What is required -> Copy the data exactly as it appears, beginning with the line containing "Exercise. Find the woman's fingers" and continuing through the line containing "pixel 124 370", with both of those lines included. Reproduce only this stretch.

Records supplied ->
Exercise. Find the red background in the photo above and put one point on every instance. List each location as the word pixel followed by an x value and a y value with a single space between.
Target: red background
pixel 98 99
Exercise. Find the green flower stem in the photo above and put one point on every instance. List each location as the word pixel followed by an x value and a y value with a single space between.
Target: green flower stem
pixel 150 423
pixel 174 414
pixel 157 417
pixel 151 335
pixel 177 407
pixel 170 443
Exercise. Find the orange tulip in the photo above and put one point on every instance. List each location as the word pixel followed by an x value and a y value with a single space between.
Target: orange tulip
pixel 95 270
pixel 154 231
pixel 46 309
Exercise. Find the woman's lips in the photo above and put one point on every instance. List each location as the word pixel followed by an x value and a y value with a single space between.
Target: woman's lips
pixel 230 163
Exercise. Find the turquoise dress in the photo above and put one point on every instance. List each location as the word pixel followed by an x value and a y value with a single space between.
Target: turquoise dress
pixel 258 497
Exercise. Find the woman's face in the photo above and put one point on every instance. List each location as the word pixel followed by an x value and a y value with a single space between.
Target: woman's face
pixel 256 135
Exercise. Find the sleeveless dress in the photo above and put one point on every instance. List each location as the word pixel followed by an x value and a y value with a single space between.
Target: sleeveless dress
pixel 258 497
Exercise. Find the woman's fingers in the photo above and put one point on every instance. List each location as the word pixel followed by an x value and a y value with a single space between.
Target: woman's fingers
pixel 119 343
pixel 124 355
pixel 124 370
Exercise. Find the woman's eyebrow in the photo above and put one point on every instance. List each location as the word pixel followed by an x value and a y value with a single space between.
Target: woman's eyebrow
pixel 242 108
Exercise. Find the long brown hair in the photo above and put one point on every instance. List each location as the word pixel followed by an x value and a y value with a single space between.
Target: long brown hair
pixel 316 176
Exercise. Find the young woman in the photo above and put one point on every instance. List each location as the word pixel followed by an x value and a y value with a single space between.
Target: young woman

Output of the exercise ->
Exercise. Find the woman's fingers in the photo above and put one point on every instance. List each location as the word pixel followed by an x value and a y value with a single space between.
Target: woman's fingers
pixel 119 343
pixel 124 355
pixel 124 370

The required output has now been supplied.